(Beginning of TASK INPUTS)

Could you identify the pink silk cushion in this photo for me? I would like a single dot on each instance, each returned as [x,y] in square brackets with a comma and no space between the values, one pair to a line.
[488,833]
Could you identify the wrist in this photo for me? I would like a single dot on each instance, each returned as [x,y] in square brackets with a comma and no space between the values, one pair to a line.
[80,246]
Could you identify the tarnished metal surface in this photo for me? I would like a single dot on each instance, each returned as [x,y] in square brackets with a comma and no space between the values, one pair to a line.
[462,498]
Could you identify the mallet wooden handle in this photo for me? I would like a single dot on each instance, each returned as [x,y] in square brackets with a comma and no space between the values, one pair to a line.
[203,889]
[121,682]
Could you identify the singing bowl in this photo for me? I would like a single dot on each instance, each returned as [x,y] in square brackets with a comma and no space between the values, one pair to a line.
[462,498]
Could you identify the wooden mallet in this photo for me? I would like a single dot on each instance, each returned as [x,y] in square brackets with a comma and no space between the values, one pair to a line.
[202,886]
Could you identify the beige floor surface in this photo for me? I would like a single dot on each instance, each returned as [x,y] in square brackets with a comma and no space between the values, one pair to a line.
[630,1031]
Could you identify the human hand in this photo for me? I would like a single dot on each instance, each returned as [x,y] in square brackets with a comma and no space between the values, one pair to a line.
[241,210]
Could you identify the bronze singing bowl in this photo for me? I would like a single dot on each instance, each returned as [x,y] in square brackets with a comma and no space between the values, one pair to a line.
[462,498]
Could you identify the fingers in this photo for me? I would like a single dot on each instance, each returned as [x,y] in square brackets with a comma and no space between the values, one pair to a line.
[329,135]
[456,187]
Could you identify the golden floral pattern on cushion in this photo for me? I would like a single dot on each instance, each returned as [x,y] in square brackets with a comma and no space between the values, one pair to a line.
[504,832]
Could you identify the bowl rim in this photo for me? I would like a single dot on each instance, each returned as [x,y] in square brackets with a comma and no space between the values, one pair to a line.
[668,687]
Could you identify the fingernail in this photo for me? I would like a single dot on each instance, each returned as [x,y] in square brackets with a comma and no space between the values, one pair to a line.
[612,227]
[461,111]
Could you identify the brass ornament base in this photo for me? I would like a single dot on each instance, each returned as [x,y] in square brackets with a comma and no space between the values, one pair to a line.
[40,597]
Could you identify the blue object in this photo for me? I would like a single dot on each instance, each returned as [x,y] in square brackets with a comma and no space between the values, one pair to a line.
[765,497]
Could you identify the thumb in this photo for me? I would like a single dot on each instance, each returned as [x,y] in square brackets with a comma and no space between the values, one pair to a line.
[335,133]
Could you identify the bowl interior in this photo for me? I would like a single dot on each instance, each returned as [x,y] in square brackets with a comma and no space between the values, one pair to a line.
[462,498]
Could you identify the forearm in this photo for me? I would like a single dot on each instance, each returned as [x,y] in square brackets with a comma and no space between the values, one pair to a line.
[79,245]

(End of TASK INPUTS)

# INSTRUCTIONS FOR THE TASK
Take the entries above and repeat them verbatim.

# WRITTEN RESPONSE
Could you identify the pink silk cushion in this photo for me? I would like a single dot on each instance, each returned as [x,y] in square brackets with a comma and no space between the values, one pair to a line.
[488,833]
Could you identify the wrist in this photo for me? I would like a single dot on each instance, each returned as [x,y] in square brackets with a comma and no space between the values, one pair to a line.
[80,246]
Could you identify the tarnished metal surface in this photo for me? I would like a single dot on each instance, each returned as [x,y] in square brackets with a comma and no space between the values, one pair to a line.
[462,498]
Could you identify the mallet wooden handle in this photo for me? I would like a single dot on each instance, each returned as [x,y] in square brackets with a comma and no space between the values, one pair to a line.
[203,889]
[121,682]
Could you identify the singing bowl in this photo for me? I would like a single dot on each instance, each returned as [x,y] in square brackets with a comma and no space between the values, one pair to a line.
[462,498]
Could you identify the wooden mallet in this photo for me? I would like a single dot on each instance, each returned as [x,y] in square brackets with a comma and no space between the values, one pair to a line.
[202,886]
Could you identify the beige floor surface in this photo for me? I would like a single dot on each instance, each returned as [x,y] in square brackets with a comma and no space between the values, one pair to a line.
[630,1031]
Could you identify the human hand in this photo for me? I would like a single dot on each instance, each returned as [x,y] in square brackets with a comma and no space between the values, one pair to a line.
[241,210]
Could you identify the bronze singing bowl in this photo for me? I would like a single dot on each instance, each returned as [x,y] in square brackets with a comma and no space between the values, one pair to a line.
[462,498]
Could you identify the fingers in this photo for me? I would like a single dot on each instance, each returned as [x,y] in square brackets with a comma and no space between the values, one pair to a line.
[329,135]
[456,187]
Could you identify the golden floral pattern on cushion in this photo for me? I would like a single dot on each instance, each returned as [x,y] in square brackets with a comma and no space between the values, one pair to a line.
[504,832]
Could you identify the bowl rim in this photo for me? I would like a single dot on each instance, each returned as [x,y] in square brackets with a comma and no space between the values, one pair to a line.
[668,687]
Could you identify the fingernail in this photo for me? I would like a single dot on each instance, each returned as [x,y] in square brackets with a comma and no space between the values, one pair to a line.
[612,227]
[461,111]
Could you identify the brass ornament base in this photo for me? I would like a single dot on each instance, each returned as [x,y] in square brackets with a comma and no space between the values, one pair to a line.
[40,597]
Could you identify the blue object in this photo for me? I would like a single dot on each instance, each returned as [x,y] in square brackets with a comma and no space between the values, one pair to a line.
[765,497]
Could you identify the thumb in this photo for me? I would like a single dot on each instance, each returned as [x,y] in square brackets with a comma and no space between the values, one pair to a line.
[335,133]
Could you identify the bowl interior in this photo for me? I would like a single dot on each instance, each returned as [x,y] in square brackets with a comma and no space between the values, one pair to a line.
[462,498]
Could you identify the forearm in this photo for me? I would like a single dot on each instance, each returned as [x,y] in square brackets with a comma and no space between the values, one pair to a line.
[79,245]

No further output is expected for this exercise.